How today's judges must long for a world in which that could be said.

If any of them leafed through the Sun last week - admittedly, not the judiciary's favourite reading - they would have been confronted by a series of headlines that claimed to "name and shame 10 of the top judges guilty of being soft on killers, child sex beasts, rapists and other violent criminals".

The tabloid went on to "demand? that judges who hand down lenient sentences be sacked".

The catalyst for the outrage was the revelation that, over the past three years, Lord Goldsmith, the Attorney General, has referred more than 300 sentences to the Court of Appeal on the grounds that he thought they were "unduly lenient".

The Court of Appeal agreed with him and increased the sentence in two-thirds of those cases. In the rest, the sentence was left unchanged.

Although the Sun claimed that ministers supported its campaign, the reaction from the Government was in fact contradictory, with some ministers echoing the criticism and others defending judges.

Is there a serious problem of "soft judges" handing down "pathetic" sentences?

Dr David Thomas, a barrister and former professor of law at Cambridge University, who studies sentencing policy, thinks that there is not.

"In an average year, judges of the Crown Court pass sentences in between 70,000 and 80,000 cases. About 60 of those sentences are increased by the Court of Appeal on the grounds that they were 'unduly lenient'.

"Sixty cases out of 80,000 is less than one 10th of one per cent. That hardly represents a serious problem.

"Moreover," he adds, "many more sentences are decreased by the Court of Appeal on the grounds that they were 'excessively severe' than are increased because it is decided they were 'unduly lenient'.

"About 20 times as many, in fact. So if having your sentence changed by the Court of Appeal is the guide, the problem with our judges is not that they are too lenient: it is that they are too severe."

Judges also do not have much discretion in the length of sentence they can impose for any given offence.

The majority of the sentences that are increased by the Court of Appeal are only increased by one or two years, which does not suggest that the Appeal Court thought that the original sentence was "pathetic".

The case in which the Appeal Court more than doubled the judge's original sentence of 10 years to one of 23 years was unusual - and had a special explanation.

Luan Plakici had been found guilty of trafficking young girls to sell them into prostitution and sexual slavery. When Judge Robert Winstanley gave Plakici 10 years, the maximum sentence for the offence Plakici had committed was 14 years.

There were no further guidelines. The Court of Appeal decided that it was important to send a signal that trafficking in people was "despicable", so it decided to increase Plakici's sentence to 23 years, essentially by having his sentences run consecutively, rather than concurrently, as is usual.

"I don't think it was open to the original trial judge to impose a sentence of 23 years, or anything like it," avers Dr Thomas.

"There was nothing on the statute book, or in the sentencing guidelines or previous Court of Appeal decisions, that indicated it was permissible to do so."

The Government has been eager to reduce judicial discretion on sentencing to a minimum. The result has been a blizzard of legislation that has tried to fix sentences so that judges cannot vary the number of years a criminal spends in prison.

The results, however, have often been at odds with the principle that "the punishment should fit the crime".

As one High Court judge, speaking on condition of anonymity, told The Sunday Telegraph: "Justice requires that I impose a sentence on the basis of the facts I hear about the defendant at his trial.

"Almost all of the criticism of sentences comes from people who have no idea of what those facts are. They would almost certainly change their minds about the sentence if they had actually been in court."

.....

- _What to work on_
Reproduce word for word the passage of the article on judges' sentencing that begins with the words containing "There were no" and ends with "as is usual.".

.....

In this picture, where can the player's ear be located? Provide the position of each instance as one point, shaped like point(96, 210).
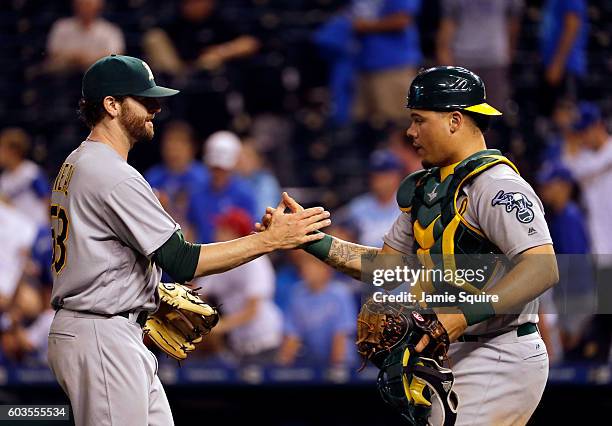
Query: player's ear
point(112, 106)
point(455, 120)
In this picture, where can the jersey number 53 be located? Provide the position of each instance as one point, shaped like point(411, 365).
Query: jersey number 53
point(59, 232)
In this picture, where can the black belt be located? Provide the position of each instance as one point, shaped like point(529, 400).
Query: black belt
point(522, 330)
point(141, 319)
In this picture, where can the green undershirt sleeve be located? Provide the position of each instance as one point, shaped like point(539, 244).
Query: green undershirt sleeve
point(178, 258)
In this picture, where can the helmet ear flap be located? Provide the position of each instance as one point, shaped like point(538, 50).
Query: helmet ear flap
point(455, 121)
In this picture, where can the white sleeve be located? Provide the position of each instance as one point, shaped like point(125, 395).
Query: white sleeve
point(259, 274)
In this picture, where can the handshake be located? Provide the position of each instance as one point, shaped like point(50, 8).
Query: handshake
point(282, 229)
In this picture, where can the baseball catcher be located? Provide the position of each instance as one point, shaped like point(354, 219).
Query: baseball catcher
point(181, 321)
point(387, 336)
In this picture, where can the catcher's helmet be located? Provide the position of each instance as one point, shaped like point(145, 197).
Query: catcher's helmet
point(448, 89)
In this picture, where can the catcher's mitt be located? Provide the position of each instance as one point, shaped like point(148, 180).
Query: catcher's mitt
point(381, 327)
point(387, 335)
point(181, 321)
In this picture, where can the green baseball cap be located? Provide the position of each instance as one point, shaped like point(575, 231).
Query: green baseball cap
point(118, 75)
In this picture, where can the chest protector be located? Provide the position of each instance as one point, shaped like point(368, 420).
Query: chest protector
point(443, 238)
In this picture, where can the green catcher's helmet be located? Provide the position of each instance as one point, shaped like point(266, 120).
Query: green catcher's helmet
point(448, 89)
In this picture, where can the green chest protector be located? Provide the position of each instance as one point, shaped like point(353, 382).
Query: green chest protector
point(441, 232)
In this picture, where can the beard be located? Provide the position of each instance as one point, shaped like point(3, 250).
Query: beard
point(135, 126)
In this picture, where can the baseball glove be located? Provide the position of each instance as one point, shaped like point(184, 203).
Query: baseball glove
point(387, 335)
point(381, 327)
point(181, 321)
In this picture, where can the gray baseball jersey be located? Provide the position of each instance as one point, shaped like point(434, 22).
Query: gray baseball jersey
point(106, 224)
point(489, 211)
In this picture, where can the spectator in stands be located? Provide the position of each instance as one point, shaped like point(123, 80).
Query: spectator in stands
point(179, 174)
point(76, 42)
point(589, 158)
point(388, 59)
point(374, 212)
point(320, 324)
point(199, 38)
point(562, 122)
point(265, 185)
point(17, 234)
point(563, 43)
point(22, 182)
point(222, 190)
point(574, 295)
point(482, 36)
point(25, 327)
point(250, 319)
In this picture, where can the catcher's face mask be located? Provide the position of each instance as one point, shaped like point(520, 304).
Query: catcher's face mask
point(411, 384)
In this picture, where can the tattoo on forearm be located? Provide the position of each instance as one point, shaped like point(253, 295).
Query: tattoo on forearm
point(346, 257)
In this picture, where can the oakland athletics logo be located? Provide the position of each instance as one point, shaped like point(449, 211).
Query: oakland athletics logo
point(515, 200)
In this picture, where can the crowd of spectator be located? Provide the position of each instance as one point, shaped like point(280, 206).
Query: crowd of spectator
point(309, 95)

.....

- _Task solution_
There were no further guidelines. The Court of Appeal decided that it was important to send a signal that trafficking in people was "despicable", so it decided to increase Plakici's sentence to 23 years, essentially by having his sentences run consecutively, rather than concurrently, as is usual.